### Passage:

A $2\times 2\times 2$ supercell model was constructed to calculate the phonon band structure and corresponding phonon density of states of diamond in both the ground state ($\eta$ = 0.00%) and the excited state ($\eta$ = 6.25%), along high-symmetry directions in the first Brillouin zone, as shown in Figure 4. As illustrated in Figure 4a,b, no imaginary frequencies appear throughout the Brillouin zone, confirming the dynamical stability of the excited-state structure despite the altered electronic configuration. Compared with the ground state, the degeneracy of the optical branches in the excited state is significantly reduced. A distinct splitting of the transverse optical modes is observed along the $\Gamma –W$ direction (Figure 4b), indicating a reduction in crystal symmetry induced by electronic excitation. Further analysis of the phonon density of states reveals that the dominant vibrational modes are concentrated in the high-frequency region (30–35 THz).

### Recorded data:

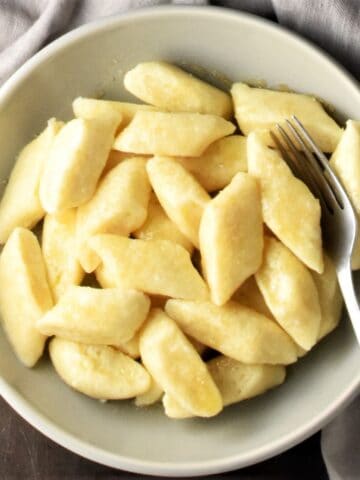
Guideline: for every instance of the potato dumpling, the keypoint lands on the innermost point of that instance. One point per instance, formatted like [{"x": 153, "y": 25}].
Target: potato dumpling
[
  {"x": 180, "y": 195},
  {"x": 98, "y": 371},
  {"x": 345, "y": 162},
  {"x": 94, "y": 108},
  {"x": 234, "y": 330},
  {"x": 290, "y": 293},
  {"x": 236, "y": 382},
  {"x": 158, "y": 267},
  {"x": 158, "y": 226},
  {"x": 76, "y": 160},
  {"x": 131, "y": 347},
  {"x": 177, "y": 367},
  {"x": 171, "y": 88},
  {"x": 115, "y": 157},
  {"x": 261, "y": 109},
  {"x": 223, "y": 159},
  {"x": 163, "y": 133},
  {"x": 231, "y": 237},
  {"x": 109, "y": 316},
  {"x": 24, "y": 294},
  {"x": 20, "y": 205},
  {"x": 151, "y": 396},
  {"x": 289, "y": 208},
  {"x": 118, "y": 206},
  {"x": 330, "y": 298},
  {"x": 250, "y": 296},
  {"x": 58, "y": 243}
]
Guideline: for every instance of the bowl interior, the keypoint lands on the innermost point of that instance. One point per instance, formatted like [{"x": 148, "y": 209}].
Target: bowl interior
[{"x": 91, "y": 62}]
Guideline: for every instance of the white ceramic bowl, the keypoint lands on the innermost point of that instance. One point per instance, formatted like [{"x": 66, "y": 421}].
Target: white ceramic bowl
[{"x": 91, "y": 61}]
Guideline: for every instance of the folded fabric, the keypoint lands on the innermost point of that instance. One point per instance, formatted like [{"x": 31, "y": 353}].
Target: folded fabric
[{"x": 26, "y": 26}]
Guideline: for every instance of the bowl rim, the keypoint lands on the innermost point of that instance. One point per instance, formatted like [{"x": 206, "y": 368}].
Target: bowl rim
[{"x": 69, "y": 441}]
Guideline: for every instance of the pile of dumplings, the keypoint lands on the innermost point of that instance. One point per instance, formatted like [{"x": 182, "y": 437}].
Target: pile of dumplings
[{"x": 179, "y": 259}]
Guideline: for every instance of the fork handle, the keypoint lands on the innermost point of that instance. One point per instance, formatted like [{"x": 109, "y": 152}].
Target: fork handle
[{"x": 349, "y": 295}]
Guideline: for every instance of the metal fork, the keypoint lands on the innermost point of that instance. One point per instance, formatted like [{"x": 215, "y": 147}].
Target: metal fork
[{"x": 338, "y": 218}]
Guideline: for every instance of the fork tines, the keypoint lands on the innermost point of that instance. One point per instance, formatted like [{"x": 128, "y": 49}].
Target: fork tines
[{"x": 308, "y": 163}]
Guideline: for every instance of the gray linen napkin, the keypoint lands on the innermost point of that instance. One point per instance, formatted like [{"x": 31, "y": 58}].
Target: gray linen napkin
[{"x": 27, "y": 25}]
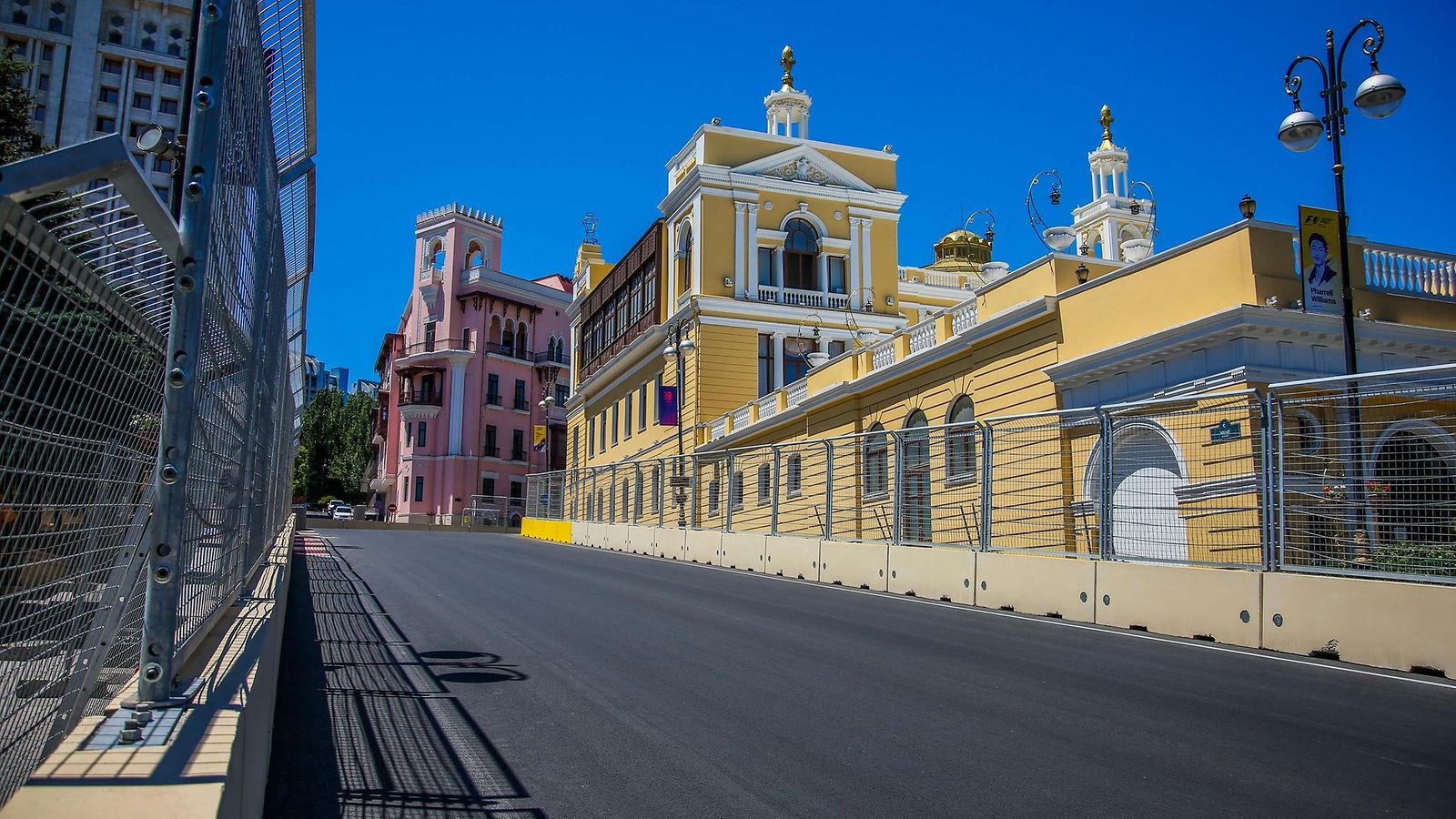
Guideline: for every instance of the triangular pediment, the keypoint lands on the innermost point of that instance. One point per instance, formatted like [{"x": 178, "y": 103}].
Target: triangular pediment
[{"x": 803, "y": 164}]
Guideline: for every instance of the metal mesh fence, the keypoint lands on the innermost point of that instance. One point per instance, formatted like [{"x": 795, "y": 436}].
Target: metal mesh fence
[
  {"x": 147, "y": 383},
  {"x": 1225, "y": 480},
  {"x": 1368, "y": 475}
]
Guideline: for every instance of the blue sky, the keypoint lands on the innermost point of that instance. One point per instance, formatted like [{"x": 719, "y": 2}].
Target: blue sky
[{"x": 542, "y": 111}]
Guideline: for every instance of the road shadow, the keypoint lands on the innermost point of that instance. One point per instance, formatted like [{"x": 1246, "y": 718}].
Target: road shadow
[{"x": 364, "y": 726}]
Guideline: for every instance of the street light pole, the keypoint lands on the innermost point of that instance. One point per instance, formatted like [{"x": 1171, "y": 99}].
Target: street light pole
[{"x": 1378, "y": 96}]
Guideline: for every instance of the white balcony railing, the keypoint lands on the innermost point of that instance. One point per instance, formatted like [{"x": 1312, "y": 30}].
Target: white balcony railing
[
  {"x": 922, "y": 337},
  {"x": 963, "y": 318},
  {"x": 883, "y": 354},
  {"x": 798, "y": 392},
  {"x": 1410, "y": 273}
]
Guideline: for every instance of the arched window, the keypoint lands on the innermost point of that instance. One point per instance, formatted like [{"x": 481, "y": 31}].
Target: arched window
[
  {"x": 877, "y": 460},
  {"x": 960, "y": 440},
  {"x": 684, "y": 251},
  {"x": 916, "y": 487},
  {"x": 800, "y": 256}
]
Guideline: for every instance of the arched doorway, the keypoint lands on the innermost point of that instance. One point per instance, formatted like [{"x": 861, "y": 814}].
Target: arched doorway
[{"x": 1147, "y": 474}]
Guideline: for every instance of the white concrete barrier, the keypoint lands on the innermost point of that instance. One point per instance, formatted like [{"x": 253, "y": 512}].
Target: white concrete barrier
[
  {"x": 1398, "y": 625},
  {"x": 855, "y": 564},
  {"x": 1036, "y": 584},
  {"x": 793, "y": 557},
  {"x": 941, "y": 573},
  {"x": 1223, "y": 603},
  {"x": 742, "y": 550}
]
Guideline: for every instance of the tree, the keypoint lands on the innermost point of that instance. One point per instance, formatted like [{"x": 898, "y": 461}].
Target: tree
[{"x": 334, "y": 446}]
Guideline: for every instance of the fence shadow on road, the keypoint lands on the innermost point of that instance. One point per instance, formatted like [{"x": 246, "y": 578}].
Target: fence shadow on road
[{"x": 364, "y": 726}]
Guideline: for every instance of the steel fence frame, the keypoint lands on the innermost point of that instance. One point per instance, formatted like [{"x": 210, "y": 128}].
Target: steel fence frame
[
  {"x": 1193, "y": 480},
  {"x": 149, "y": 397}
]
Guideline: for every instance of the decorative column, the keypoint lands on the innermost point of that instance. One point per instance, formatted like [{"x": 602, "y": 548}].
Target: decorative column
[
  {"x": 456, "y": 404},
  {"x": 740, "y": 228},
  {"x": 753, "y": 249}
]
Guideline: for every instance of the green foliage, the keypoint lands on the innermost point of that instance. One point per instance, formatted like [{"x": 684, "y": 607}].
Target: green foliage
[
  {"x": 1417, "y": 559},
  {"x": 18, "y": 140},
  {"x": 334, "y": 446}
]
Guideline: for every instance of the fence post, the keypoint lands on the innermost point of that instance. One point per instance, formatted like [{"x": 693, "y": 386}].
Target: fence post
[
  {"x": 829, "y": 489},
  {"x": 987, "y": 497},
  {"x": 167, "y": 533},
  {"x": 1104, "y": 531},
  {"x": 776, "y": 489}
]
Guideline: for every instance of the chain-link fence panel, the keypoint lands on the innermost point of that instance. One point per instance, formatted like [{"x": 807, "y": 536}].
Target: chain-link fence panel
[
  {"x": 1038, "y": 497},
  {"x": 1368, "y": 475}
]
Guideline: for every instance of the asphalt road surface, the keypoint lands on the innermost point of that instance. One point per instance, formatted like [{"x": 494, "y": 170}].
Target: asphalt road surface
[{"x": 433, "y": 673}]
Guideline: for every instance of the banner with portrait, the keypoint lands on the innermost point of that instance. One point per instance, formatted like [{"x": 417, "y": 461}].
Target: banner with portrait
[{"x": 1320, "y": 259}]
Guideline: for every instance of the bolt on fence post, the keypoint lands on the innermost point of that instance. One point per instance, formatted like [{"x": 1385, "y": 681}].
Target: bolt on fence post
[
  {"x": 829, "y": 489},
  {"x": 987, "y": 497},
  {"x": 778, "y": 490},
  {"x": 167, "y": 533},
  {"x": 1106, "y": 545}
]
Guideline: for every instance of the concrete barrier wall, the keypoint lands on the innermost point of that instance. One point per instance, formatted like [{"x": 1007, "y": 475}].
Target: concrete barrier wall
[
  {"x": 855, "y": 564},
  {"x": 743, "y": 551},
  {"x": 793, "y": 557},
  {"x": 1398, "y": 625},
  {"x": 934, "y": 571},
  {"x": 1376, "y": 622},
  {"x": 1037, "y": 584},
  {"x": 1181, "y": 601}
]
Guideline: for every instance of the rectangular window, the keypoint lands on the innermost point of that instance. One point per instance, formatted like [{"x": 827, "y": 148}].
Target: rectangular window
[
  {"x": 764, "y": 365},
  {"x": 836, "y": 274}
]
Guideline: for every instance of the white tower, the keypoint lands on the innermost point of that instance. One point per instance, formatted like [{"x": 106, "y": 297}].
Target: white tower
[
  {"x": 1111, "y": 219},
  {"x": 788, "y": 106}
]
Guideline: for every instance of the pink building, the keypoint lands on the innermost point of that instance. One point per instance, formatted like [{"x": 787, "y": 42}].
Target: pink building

### Work instructions:
- a) List each result that the passage on diamond phonons reports from its phonon calculations.
- b) Pick up the passage on diamond phonons after its last sentence and carry it on.
You won't need the records for any of this.

### Replies:
- a)
- No imaginary frequencies appear anywhere in the Brillouin zone, which confirms that the excited-state structure is dynamically stable.
- The optical branches are much less degenerate in the excited state than in the ground state.
- The transverse optical modes split along the Γ–W direction, showing a drop in crystal symmetry caused by electronic excitation.
- The main vibrational modes are concentrated in the high-frequency range of 30–35 THz.

- b)
4. Discussion

The fixed electron occupation method employed in this study constructs non-ground-state electronic excitations by predefining the occupation numbers of Kohn–Sham orbitals, followed by self-consistent field (SCF) iterations until convergence is achieved. This approach reveals a phase transition in diamond from the cubic phase ($Fd\overline{3}m$) to the tetragonal phase ($I{4}_1/amd$) under electronic excitation—a phenomenon not yet reported experimentally in diamond. Under high-intensity femtosecond laser excitation, the potential energy surface (PES) between atoms in diamond undergoes significant changes [40]. Molecular dynamics (MD) simulations show that femtosecond laser excitation can suppress the local minimum in the PES corresponding to the diamond structure, thereby driving an ultrafast (100 fs) non-equilibrium structural phase transition, such as the transformation from diamond (sp³) to graphite (sp²) [41]. This represents a key mechanism of non-thermal phase transitions induced by electronic excitation. The structural transformation of diamond simulated in this study corresponds to the early stage of such a phase transition. Under thermal annealing conditions, a temperature-dependent mechanism for symmetry reduction in nanodiamond structures has been observed. Below 900 °C, surface reconstruction of nanodiamond leads to graphitization, while above 900 °C, the diamond core itself undergoes graphitization, marked by a change in carbon hybridization from sp³ to sp² [42,43]. While our study investigates an excitation-induced phase transition, it is interesting to note that structural transformations are a common response mechanism in strong covalent carbon systems under various stimuli. For instance, studies on complex diamond-like phases under mechanical tension have shown that the critical limit before failure is often not a fracture but a phase transformation into a short-ordered lattice [44]. This suggests that bond rearrangement is a preferred pathway over catastrophic bond breaking in these robust materials.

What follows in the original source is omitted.